-- START OF Extracted data --
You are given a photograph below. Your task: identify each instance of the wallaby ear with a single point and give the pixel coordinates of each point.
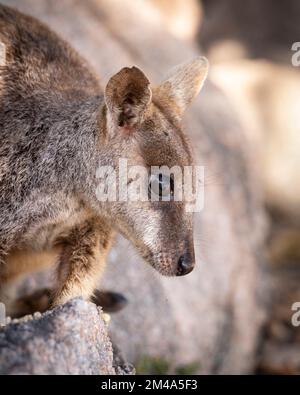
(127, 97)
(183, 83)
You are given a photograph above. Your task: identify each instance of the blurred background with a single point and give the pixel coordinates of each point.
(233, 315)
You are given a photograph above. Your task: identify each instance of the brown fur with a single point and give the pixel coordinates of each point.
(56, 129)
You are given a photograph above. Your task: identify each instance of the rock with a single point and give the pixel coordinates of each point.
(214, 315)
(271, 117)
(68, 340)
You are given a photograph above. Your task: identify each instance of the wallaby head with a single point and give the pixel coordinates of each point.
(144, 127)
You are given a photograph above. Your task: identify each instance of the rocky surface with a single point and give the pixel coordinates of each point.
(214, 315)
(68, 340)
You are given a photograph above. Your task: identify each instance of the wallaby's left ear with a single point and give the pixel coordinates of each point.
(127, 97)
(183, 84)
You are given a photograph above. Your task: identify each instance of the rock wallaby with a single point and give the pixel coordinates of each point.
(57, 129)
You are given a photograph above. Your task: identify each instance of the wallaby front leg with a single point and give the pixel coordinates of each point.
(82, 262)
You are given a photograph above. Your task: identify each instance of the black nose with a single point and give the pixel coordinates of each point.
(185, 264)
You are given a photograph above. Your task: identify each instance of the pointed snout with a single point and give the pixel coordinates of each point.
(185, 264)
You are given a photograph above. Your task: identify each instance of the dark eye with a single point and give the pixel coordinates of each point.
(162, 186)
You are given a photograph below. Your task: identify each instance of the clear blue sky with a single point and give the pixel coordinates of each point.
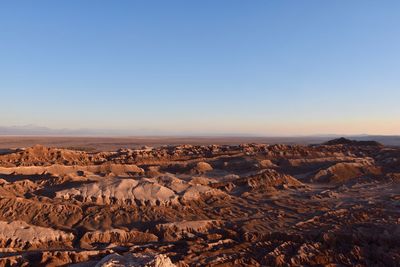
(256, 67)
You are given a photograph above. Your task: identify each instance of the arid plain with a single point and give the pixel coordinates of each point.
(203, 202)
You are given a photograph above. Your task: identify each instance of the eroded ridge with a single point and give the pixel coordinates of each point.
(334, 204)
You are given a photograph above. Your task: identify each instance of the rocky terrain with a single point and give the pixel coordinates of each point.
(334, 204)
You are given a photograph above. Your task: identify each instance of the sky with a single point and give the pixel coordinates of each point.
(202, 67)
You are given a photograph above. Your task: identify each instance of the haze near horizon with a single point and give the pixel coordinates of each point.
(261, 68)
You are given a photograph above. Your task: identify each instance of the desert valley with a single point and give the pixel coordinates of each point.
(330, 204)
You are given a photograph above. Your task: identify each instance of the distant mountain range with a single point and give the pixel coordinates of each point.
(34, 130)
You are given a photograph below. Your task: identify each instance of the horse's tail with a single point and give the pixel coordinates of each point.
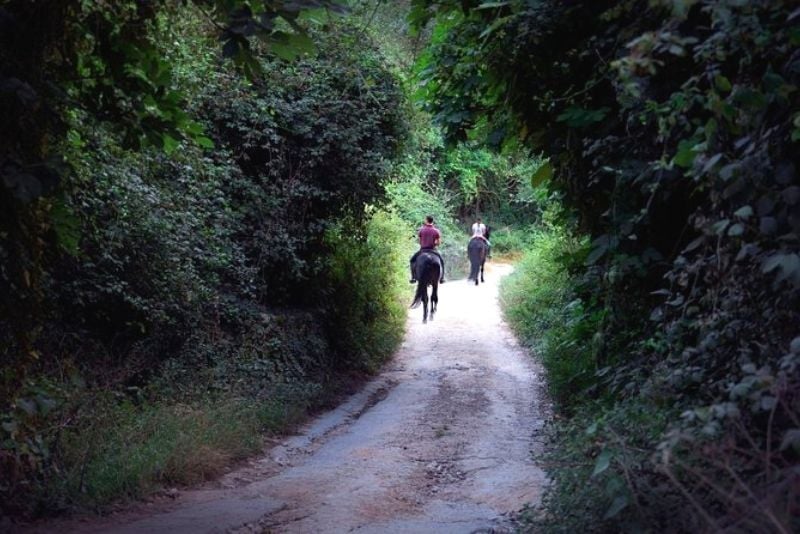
-- END OF Extracted data --
-- START OF Extracted data --
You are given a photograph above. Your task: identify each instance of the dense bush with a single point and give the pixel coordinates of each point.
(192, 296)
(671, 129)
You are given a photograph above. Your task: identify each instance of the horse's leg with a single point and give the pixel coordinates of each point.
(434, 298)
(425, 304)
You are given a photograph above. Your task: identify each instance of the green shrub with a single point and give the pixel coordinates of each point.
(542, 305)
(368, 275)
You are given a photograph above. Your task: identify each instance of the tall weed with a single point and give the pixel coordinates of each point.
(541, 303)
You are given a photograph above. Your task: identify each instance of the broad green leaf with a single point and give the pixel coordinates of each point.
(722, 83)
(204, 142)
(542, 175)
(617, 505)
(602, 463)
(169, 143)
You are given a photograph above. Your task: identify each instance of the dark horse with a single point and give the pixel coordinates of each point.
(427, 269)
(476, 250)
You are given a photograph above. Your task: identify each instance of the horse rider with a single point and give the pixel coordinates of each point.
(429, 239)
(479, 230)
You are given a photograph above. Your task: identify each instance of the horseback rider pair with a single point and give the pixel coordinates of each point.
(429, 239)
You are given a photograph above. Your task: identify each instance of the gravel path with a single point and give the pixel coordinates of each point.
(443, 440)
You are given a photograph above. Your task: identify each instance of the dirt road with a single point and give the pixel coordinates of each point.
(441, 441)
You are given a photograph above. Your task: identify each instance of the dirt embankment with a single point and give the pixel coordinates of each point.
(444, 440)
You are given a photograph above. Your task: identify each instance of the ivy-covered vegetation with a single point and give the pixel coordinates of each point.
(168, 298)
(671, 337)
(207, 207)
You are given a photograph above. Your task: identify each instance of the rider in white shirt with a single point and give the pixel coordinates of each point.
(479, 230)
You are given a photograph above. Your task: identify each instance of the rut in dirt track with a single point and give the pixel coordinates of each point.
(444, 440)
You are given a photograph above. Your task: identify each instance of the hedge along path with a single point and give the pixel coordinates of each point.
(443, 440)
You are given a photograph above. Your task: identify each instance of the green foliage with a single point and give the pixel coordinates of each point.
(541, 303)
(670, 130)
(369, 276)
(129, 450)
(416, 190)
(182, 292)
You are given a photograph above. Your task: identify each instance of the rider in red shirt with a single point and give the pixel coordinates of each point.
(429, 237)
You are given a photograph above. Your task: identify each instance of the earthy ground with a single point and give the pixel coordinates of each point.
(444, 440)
-- END OF Extracted data --
#### Job:
State how many lines of the records above contain the string "path", counting only matches in the same case. Give the number alone.

#### Result below:
2